[[ Text provided open ]]
AI Coding Assistants, Agentic IDEs, and Privacy: From Chatbots to Operational Systems

  1. Comparing ChatGPT, Claude, Gemini, GitHub Copilot, IBM Bob, and local Granite models from a private developer perspective
  2. Privacy as Data Sovereignty
    1. Privacy Depends on the Threat Model
  3. The Most Important Clarification
  4. Relative Privacy Exposure
  5. Execution and Privacy Architecture Comparison
  6. Important Legal and Privacy Statements
    1. Local Granite Models Or Other OpenSource
    2. IBM Bob
    3. Claude
    4. OpenAI and Local Models
    5. Gemini and Local Models
    6. GitHub Copilot and Local Models
  7. A Very Important Difference
  8. Consumer Pricing Comparison
    1. Normalized Consumer Pricing
    2. IBM Bobcoin Conversion Details
    3. What the Price Comparison Reveals
  9. Privacy, Ownership, and Open Knowledge
  10. Final Thoughts
  11. References

1. Comparing ChatGPT, Claude, Gemini, GitHub Copilot, IBM Bob, and local Granite models from a private developer perspective

For almost a year, I found myself increasingly thinking about a topic that many AI discussions still underestimate or just now coming up:

What exactly happens with our prompts, code, repositories, terminal commands, and development context?

As a developer, I noticed that modern AI tooling is no longer just about:

  • asking questions
  • generating snippets
  • chatting with an LLM

AI systems are increasingly becoming:

  • development environments
  • repository assistants
  • workflow orchestrators
  • autonomous coding agents

That changes the privacy discussion completely.
[[ Text provided closed ]]
§ **Activity**
Update the stretch of the article on AI coding assistants and privacy from "AI systems are" through "privacy discussion completely.", replacing "workflow orchestrators" with "pipeline coordinators".
[[ Entries shown open ]]
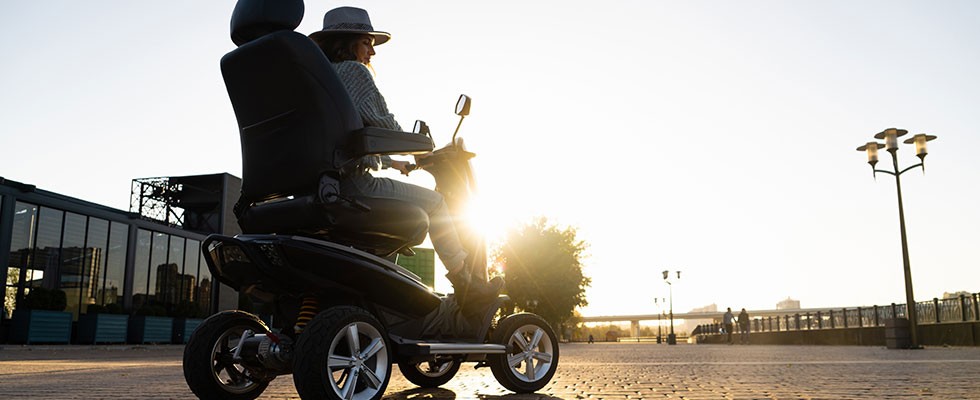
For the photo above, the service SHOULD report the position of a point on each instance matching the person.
(743, 325)
(348, 40)
(727, 322)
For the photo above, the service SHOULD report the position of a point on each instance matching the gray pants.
(442, 232)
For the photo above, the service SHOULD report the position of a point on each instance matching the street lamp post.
(891, 136)
(671, 337)
(659, 303)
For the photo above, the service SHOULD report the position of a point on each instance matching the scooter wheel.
(209, 369)
(429, 374)
(532, 353)
(342, 354)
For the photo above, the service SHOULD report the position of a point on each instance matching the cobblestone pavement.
(599, 371)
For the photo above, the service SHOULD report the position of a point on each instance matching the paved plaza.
(599, 371)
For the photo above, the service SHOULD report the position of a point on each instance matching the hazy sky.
(713, 137)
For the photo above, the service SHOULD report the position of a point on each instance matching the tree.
(543, 266)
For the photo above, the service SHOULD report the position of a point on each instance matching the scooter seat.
(388, 227)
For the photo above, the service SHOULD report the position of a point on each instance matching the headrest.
(253, 19)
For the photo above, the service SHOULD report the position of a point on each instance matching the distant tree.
(543, 266)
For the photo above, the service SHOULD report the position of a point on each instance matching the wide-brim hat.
(349, 20)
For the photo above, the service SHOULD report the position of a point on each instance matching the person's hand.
(401, 166)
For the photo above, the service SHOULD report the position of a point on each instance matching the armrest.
(371, 140)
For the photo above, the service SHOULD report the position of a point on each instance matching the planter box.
(146, 329)
(183, 328)
(40, 326)
(102, 328)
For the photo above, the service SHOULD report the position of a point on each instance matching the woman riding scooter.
(348, 41)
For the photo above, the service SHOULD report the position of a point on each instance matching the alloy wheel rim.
(232, 376)
(357, 362)
(532, 354)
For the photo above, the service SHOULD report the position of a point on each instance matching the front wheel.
(343, 354)
(532, 353)
(429, 374)
(209, 366)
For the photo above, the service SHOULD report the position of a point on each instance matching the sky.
(713, 138)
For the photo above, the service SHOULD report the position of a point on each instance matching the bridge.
(634, 320)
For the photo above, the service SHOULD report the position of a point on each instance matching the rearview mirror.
(421, 128)
(463, 105)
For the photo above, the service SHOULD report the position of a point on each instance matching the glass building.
(103, 256)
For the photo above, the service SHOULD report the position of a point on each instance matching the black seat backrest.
(294, 114)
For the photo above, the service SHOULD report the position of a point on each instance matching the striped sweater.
(369, 102)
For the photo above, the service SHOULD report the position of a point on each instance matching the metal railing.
(958, 309)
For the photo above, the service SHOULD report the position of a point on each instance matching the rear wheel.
(430, 374)
(343, 354)
(532, 353)
(209, 367)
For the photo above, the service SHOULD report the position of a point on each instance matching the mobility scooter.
(338, 313)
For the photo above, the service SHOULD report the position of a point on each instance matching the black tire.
(531, 344)
(208, 369)
(339, 343)
(429, 374)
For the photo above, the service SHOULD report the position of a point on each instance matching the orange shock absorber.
(307, 311)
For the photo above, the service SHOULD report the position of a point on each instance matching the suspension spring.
(307, 311)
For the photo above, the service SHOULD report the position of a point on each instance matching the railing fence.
(958, 309)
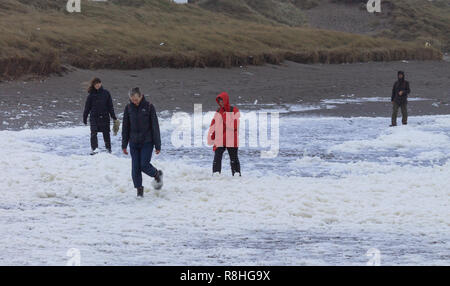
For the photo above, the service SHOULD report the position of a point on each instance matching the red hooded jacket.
(227, 133)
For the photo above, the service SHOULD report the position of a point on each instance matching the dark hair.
(93, 83)
(134, 91)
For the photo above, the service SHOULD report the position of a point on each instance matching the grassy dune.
(40, 37)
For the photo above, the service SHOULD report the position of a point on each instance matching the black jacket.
(140, 125)
(99, 107)
(400, 85)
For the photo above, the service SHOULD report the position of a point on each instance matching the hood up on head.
(226, 100)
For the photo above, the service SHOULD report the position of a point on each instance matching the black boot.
(158, 180)
(140, 192)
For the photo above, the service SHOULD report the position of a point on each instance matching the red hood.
(226, 100)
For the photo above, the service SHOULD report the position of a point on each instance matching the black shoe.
(158, 183)
(140, 192)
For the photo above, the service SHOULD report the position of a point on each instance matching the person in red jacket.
(224, 134)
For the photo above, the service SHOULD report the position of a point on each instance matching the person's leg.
(107, 139)
(234, 160)
(94, 140)
(135, 152)
(394, 113)
(217, 163)
(146, 157)
(405, 114)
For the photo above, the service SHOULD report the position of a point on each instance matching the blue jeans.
(141, 155)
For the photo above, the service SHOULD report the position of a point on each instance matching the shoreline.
(61, 98)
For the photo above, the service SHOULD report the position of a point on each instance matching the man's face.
(136, 99)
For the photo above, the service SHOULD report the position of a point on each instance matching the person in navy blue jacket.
(140, 130)
(99, 108)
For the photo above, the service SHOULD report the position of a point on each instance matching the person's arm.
(125, 128)
(155, 128)
(408, 90)
(111, 107)
(393, 92)
(87, 108)
(211, 132)
(237, 116)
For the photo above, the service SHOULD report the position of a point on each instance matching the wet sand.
(59, 100)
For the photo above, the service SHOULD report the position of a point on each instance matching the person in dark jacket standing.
(223, 134)
(140, 129)
(399, 98)
(100, 108)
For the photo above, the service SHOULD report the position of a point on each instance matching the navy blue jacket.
(99, 107)
(140, 125)
(400, 85)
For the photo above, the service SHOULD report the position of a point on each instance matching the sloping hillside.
(40, 37)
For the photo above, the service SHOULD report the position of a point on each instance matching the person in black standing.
(100, 108)
(399, 98)
(140, 129)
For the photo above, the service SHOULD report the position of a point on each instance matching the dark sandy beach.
(59, 100)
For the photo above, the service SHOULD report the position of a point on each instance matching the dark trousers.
(141, 155)
(234, 160)
(106, 138)
(404, 108)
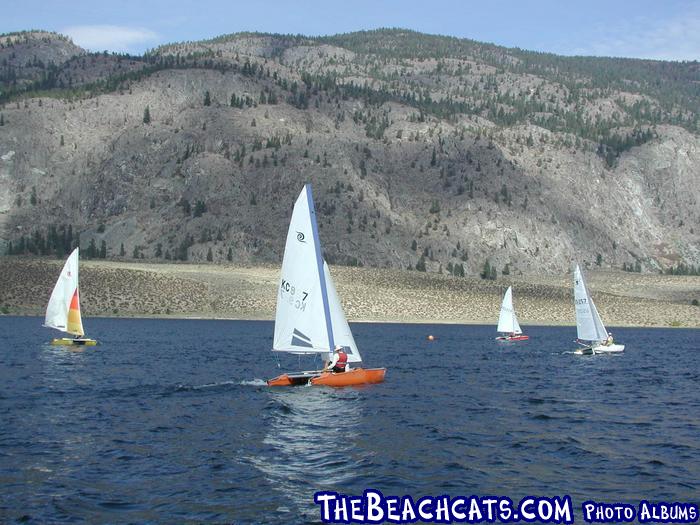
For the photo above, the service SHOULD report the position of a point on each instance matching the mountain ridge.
(443, 161)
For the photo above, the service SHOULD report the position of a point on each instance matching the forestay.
(589, 326)
(507, 320)
(63, 310)
(302, 320)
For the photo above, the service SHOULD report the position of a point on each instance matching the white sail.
(507, 320)
(589, 326)
(341, 330)
(302, 320)
(63, 310)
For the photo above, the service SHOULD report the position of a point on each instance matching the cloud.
(111, 38)
(673, 38)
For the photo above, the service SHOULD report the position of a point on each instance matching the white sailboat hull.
(600, 349)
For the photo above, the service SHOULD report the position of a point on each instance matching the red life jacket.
(342, 361)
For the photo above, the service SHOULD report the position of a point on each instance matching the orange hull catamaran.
(357, 376)
(310, 318)
(63, 310)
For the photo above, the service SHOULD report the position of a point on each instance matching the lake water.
(169, 421)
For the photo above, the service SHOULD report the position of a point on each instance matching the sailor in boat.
(339, 361)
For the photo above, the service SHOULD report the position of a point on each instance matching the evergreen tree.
(91, 250)
(486, 272)
(199, 208)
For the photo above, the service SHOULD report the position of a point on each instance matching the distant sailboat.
(309, 317)
(508, 322)
(591, 333)
(63, 310)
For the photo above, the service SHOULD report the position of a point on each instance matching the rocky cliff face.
(449, 155)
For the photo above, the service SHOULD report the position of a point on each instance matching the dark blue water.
(169, 421)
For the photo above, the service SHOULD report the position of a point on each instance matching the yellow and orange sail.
(63, 310)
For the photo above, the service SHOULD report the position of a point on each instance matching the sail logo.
(300, 339)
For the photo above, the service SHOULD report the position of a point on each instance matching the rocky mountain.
(424, 152)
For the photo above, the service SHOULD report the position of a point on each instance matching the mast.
(319, 268)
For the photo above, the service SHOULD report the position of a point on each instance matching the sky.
(655, 29)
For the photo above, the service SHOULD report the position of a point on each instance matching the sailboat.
(309, 317)
(508, 322)
(63, 310)
(591, 333)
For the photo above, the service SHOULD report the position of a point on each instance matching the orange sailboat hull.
(357, 376)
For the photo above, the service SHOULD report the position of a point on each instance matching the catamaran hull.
(68, 341)
(600, 349)
(513, 338)
(355, 377)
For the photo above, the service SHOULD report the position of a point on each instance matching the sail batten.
(589, 325)
(63, 310)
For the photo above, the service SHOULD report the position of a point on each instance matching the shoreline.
(353, 321)
(163, 290)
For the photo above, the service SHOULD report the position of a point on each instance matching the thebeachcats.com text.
(374, 507)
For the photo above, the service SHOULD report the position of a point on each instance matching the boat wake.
(187, 388)
(254, 382)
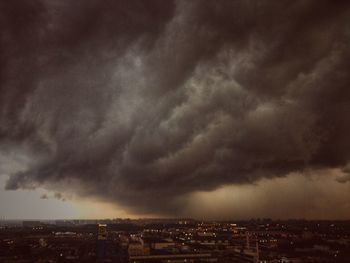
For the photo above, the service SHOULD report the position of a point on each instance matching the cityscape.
(174, 240)
(174, 131)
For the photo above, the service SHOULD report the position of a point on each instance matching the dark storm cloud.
(142, 102)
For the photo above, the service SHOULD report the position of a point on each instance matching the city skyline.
(181, 109)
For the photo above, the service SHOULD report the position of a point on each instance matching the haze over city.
(211, 110)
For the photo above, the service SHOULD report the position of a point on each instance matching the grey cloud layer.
(141, 102)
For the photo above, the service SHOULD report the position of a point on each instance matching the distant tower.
(101, 242)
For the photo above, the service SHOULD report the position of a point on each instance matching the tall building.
(101, 242)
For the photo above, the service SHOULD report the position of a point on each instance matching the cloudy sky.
(206, 109)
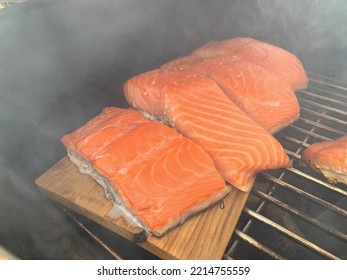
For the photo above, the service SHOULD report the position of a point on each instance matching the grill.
(64, 60)
(292, 213)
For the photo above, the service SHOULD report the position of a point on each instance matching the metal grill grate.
(295, 213)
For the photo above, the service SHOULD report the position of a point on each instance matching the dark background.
(61, 62)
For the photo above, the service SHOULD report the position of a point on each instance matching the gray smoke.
(61, 62)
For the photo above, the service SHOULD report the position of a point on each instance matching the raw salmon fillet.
(259, 93)
(194, 105)
(277, 60)
(329, 158)
(226, 47)
(157, 175)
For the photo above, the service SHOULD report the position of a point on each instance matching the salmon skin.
(259, 93)
(277, 60)
(152, 171)
(329, 158)
(194, 105)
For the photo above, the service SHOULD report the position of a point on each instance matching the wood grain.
(204, 236)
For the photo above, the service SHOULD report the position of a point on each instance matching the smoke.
(61, 62)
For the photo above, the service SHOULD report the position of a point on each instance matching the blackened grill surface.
(295, 213)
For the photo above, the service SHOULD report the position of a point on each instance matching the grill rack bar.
(309, 127)
(289, 234)
(300, 214)
(307, 195)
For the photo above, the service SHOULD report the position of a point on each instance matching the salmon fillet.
(277, 60)
(226, 47)
(259, 93)
(329, 158)
(194, 105)
(157, 175)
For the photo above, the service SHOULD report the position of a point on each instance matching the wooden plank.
(204, 236)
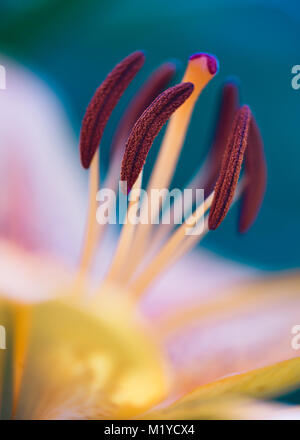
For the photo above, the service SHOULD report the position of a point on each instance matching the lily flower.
(164, 334)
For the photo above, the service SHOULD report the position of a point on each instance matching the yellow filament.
(91, 223)
(126, 237)
(158, 264)
(198, 73)
(21, 337)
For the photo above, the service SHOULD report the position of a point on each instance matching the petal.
(41, 195)
(212, 400)
(97, 363)
(199, 277)
(248, 328)
(28, 278)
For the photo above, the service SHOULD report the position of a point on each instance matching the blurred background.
(73, 44)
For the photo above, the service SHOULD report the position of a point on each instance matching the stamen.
(231, 167)
(148, 92)
(103, 102)
(199, 72)
(166, 253)
(147, 127)
(256, 174)
(228, 108)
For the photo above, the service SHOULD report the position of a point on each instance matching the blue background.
(72, 44)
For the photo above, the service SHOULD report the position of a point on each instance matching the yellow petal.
(262, 383)
(85, 363)
(249, 328)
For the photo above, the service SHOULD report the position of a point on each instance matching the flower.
(78, 348)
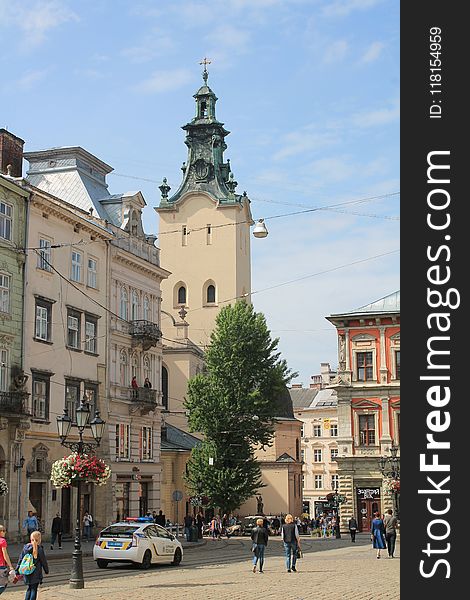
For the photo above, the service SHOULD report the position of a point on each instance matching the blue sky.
(309, 90)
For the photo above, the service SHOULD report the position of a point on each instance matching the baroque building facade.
(368, 392)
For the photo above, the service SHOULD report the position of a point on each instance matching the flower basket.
(71, 469)
(3, 487)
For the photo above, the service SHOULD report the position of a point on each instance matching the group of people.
(8, 573)
(290, 536)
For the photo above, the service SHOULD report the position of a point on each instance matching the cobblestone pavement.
(329, 570)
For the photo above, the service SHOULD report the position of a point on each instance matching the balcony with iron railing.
(15, 403)
(146, 333)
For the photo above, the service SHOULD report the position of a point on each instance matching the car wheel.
(102, 564)
(146, 560)
(177, 557)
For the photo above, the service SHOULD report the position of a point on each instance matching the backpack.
(27, 565)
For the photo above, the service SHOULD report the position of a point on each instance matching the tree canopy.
(234, 403)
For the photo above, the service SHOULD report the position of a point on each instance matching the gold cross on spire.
(205, 61)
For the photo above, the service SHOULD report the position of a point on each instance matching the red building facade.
(368, 388)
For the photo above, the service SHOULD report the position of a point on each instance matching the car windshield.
(124, 531)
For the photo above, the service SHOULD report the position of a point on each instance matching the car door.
(167, 541)
(156, 543)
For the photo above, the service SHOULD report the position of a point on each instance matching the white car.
(139, 541)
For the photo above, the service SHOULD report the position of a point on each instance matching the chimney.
(11, 154)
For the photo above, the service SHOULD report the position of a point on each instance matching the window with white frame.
(146, 443)
(40, 393)
(365, 366)
(72, 398)
(367, 430)
(73, 329)
(124, 368)
(4, 370)
(6, 218)
(92, 273)
(91, 325)
(135, 306)
(123, 447)
(44, 254)
(123, 303)
(76, 270)
(4, 293)
(147, 314)
(43, 320)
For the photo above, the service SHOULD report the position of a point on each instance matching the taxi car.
(136, 540)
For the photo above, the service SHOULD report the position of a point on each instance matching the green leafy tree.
(234, 404)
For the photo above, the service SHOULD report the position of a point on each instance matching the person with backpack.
(31, 563)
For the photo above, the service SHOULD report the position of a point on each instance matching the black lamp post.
(64, 424)
(390, 467)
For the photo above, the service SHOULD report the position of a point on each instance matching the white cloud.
(164, 81)
(336, 51)
(372, 53)
(342, 8)
(373, 118)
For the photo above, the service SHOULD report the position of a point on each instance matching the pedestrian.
(188, 523)
(31, 524)
(391, 524)
(352, 525)
(5, 562)
(56, 531)
(291, 538)
(377, 533)
(199, 524)
(87, 525)
(160, 519)
(39, 556)
(259, 536)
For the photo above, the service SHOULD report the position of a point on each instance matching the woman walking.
(39, 557)
(291, 538)
(377, 534)
(259, 536)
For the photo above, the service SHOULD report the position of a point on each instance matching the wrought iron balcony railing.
(146, 333)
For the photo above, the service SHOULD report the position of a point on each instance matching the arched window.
(147, 369)
(123, 305)
(211, 293)
(135, 366)
(124, 368)
(135, 306)
(182, 295)
(165, 387)
(147, 316)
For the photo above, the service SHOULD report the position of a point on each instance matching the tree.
(234, 404)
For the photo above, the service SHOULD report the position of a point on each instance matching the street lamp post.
(390, 467)
(64, 424)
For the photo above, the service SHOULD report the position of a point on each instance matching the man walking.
(31, 524)
(56, 531)
(391, 524)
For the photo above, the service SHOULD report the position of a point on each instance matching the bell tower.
(204, 227)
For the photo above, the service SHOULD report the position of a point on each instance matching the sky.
(309, 90)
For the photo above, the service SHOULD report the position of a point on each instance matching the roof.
(309, 398)
(177, 439)
(386, 305)
(302, 397)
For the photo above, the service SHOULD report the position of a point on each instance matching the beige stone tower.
(204, 230)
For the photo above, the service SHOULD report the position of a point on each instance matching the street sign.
(177, 495)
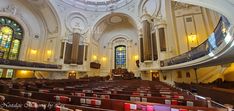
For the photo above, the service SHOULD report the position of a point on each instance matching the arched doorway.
(120, 57)
(11, 35)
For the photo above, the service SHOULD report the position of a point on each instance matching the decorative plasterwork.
(101, 6)
(76, 20)
(178, 5)
(147, 5)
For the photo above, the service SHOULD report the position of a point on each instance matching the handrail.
(213, 42)
(201, 97)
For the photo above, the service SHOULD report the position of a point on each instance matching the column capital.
(146, 16)
(160, 23)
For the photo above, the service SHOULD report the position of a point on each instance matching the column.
(141, 47)
(160, 27)
(75, 48)
(147, 40)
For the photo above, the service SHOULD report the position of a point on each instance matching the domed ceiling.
(98, 5)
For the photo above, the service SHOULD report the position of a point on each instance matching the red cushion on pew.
(105, 96)
(129, 106)
(78, 94)
(2, 98)
(60, 108)
(44, 90)
(174, 102)
(62, 99)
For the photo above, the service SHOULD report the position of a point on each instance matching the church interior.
(116, 55)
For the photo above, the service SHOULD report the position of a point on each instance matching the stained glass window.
(120, 57)
(11, 35)
(1, 71)
(9, 73)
[[ Entries shown closed ]]
§ **Response**
AI systems are increasingly becoming:

  • development environments
  • repository assistants
  • pipeline coordinators
  • autonomous coding agents

That changes the privacy discussion completely.